---------- Records to process

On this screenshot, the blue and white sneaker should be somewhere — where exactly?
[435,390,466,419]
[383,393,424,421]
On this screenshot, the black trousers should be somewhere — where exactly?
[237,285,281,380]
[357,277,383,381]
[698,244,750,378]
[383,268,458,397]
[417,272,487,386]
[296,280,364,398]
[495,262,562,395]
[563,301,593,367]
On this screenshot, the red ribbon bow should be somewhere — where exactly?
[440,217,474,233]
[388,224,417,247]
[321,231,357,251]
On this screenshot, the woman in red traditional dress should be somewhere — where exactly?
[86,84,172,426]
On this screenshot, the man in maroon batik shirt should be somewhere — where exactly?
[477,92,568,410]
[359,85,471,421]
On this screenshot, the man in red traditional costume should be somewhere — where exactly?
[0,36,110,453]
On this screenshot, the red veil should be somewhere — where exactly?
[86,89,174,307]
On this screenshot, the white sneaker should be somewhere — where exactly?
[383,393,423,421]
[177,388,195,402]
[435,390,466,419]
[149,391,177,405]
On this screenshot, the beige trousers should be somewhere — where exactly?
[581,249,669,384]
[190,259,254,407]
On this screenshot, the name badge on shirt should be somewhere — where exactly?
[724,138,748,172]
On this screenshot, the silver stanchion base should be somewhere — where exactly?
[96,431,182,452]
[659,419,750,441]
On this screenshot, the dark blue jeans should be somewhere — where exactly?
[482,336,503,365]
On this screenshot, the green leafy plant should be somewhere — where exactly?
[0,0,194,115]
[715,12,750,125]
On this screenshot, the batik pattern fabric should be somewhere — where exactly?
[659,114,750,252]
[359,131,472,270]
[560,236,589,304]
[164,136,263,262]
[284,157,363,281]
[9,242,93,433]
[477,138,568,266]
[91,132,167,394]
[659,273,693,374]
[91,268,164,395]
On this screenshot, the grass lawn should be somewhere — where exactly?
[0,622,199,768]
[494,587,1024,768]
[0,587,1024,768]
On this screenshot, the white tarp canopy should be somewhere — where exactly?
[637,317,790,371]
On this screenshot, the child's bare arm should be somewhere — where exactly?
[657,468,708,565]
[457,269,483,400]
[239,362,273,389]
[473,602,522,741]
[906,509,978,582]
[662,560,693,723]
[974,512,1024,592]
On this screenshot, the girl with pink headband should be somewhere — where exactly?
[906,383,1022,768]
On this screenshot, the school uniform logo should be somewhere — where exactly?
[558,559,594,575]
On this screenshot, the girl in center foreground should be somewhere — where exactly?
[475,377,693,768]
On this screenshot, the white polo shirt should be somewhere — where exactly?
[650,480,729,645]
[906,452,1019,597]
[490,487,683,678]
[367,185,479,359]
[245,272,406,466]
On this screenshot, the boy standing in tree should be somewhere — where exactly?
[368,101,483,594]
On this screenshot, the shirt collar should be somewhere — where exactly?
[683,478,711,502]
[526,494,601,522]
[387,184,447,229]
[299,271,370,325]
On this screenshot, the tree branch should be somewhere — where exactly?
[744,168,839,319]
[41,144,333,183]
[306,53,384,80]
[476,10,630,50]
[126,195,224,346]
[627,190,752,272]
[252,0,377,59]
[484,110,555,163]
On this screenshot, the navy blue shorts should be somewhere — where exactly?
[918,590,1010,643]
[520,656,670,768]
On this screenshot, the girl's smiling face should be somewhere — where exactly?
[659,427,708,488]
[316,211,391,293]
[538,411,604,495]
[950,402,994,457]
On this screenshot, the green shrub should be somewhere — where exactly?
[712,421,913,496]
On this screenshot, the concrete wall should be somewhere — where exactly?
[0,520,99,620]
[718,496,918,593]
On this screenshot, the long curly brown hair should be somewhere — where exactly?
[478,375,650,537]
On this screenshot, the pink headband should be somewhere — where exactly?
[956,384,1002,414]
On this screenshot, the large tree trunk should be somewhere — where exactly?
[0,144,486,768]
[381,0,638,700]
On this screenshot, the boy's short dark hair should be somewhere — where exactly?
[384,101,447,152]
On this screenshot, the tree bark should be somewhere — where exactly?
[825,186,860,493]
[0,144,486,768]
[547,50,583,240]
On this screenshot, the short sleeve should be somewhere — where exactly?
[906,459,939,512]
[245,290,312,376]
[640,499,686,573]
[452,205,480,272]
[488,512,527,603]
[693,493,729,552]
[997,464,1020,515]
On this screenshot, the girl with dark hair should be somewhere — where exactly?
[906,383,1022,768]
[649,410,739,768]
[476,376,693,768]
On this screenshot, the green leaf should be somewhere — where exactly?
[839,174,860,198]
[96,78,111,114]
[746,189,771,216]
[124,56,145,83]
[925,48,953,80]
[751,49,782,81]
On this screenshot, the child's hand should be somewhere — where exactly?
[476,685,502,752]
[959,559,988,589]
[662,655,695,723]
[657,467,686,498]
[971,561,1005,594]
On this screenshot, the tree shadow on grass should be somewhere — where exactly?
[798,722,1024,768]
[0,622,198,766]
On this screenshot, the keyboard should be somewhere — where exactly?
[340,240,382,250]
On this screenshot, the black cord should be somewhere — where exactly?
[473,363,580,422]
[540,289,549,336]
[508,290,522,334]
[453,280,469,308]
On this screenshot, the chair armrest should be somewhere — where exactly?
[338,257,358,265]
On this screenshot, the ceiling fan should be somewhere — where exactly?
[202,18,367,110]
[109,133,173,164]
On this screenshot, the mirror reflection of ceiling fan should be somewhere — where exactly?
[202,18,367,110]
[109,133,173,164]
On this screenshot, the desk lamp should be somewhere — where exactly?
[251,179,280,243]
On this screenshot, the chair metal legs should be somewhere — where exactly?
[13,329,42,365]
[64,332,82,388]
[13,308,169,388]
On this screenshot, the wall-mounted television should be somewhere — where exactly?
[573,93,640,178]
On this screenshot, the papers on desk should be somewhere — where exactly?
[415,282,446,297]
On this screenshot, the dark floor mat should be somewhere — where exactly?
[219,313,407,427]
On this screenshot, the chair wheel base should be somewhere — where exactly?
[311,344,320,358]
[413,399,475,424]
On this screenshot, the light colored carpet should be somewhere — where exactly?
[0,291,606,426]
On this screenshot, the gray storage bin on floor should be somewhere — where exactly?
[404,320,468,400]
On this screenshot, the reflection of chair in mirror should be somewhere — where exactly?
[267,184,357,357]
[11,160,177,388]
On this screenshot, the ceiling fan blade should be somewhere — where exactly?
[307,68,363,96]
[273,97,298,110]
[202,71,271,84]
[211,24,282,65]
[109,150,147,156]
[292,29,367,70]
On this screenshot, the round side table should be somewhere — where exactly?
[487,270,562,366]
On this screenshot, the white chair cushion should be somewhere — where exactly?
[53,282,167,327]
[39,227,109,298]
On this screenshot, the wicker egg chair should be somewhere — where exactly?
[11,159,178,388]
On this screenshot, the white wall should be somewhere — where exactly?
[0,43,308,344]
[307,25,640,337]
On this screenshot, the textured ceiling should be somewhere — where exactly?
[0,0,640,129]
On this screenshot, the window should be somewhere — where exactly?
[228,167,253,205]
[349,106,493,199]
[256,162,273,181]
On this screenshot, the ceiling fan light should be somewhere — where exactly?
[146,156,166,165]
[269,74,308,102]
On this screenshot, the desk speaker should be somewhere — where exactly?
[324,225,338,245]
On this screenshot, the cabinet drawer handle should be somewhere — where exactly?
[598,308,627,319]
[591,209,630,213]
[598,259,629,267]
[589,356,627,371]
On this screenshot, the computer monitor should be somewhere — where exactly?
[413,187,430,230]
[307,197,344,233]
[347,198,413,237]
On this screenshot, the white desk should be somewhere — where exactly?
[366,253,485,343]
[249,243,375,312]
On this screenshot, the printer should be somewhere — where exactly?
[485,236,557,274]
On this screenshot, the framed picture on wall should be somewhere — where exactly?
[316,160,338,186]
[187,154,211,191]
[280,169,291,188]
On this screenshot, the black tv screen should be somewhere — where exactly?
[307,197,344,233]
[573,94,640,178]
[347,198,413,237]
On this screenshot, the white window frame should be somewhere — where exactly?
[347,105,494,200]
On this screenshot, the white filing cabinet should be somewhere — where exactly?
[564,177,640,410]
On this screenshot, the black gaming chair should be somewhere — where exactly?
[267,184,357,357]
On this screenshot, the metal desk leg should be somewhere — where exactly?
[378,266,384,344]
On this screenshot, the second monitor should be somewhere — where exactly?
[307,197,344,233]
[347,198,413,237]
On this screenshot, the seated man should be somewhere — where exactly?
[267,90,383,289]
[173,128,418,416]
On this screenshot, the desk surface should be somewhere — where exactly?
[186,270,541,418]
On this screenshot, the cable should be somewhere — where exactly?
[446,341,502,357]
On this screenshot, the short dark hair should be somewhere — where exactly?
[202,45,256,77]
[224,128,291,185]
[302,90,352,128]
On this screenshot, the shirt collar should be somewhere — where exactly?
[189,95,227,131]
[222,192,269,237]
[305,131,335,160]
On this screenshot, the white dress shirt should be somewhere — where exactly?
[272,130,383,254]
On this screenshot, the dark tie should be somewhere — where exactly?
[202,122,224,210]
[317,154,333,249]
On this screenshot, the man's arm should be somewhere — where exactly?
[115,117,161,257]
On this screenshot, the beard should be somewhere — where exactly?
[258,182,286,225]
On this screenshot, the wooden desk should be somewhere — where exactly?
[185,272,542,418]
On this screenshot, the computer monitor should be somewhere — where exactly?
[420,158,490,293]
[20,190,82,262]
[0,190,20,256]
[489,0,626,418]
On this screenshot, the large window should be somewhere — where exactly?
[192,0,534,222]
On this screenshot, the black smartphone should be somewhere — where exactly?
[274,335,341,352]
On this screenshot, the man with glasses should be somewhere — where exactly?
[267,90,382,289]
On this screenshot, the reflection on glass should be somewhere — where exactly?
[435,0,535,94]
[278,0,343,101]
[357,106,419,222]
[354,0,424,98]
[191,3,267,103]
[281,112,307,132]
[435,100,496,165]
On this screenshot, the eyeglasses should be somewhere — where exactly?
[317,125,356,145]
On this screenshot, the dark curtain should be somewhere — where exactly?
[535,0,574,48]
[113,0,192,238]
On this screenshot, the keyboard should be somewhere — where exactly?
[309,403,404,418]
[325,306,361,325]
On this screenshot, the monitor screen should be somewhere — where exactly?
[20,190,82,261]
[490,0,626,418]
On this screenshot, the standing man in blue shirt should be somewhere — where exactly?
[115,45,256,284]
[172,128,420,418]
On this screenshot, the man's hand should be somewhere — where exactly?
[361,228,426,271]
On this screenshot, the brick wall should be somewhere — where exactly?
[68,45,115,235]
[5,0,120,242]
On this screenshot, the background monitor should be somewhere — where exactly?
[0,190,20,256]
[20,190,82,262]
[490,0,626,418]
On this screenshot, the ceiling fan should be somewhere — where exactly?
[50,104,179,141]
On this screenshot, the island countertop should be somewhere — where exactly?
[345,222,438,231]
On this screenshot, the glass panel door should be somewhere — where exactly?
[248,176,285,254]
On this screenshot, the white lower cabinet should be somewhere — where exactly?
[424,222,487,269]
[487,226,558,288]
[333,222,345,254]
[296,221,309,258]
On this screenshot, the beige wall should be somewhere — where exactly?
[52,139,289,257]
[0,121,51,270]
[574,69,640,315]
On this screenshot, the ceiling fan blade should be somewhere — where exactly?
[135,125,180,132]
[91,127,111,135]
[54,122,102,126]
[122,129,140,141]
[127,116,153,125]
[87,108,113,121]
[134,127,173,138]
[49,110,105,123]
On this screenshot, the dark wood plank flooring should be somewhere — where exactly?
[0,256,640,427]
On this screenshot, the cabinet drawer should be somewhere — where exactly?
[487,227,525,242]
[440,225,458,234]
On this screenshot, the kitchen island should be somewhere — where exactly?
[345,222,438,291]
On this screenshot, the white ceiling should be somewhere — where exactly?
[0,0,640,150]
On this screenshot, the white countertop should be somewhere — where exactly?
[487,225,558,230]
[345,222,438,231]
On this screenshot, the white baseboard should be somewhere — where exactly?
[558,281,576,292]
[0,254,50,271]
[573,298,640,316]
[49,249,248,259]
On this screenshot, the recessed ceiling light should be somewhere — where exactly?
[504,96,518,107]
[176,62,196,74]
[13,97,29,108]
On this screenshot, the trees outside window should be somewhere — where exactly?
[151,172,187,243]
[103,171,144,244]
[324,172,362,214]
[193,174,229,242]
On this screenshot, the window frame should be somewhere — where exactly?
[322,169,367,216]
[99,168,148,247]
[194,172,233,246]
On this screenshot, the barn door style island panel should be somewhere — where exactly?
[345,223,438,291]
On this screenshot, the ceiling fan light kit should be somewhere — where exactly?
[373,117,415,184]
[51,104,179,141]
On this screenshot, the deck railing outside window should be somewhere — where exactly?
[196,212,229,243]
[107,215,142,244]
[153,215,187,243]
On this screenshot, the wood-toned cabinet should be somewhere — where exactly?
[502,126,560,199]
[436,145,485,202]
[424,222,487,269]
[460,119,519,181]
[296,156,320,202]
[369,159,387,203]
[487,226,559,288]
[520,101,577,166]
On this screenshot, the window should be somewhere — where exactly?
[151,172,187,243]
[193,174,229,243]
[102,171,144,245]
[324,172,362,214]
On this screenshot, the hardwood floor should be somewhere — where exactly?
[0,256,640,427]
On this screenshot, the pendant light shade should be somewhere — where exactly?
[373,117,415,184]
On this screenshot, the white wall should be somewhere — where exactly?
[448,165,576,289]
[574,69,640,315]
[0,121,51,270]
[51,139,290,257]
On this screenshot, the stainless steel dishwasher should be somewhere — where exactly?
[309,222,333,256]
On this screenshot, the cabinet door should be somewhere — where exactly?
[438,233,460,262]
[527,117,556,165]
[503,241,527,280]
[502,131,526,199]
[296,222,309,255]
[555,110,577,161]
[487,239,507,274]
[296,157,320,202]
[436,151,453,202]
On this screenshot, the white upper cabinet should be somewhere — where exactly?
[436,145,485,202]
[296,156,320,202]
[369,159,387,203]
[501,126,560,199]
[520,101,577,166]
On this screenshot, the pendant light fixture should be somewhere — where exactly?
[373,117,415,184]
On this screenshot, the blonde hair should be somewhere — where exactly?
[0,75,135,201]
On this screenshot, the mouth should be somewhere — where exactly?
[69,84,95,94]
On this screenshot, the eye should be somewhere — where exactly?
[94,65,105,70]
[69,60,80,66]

--------------------

Update the lines from the line with "On this screenshot, the white polo" to the line with "[520,656,670,768]", changing "tree branch" to "tree limb" and leaving everything else as it is. Give only those lines.

On this screenshot, the white polo shirt should be somewhere — where exactly?
[650,480,729,645]
[906,452,1019,597]
[490,487,683,678]
[367,185,479,359]
[245,272,406,466]
On this screenshot, the boy standing in tree should be somewhere — where exactly?
[368,101,483,594]
On this screenshot, the shirt collar should be somewhere — where exactly?
[683,478,711,502]
[526,494,601,522]
[387,184,447,229]
[299,271,370,325]
On this screenshot, the tree limb should be somewhere — where exactly?
[744,168,839,319]
[41,144,333,183]
[306,53,384,80]
[476,10,630,50]
[126,195,224,346]
[627,190,752,272]
[252,0,377,59]
[484,110,555,163]
On this screenshot, the navy blue shorts should be somewhere — where exactly?
[918,590,1010,643]
[520,656,670,768]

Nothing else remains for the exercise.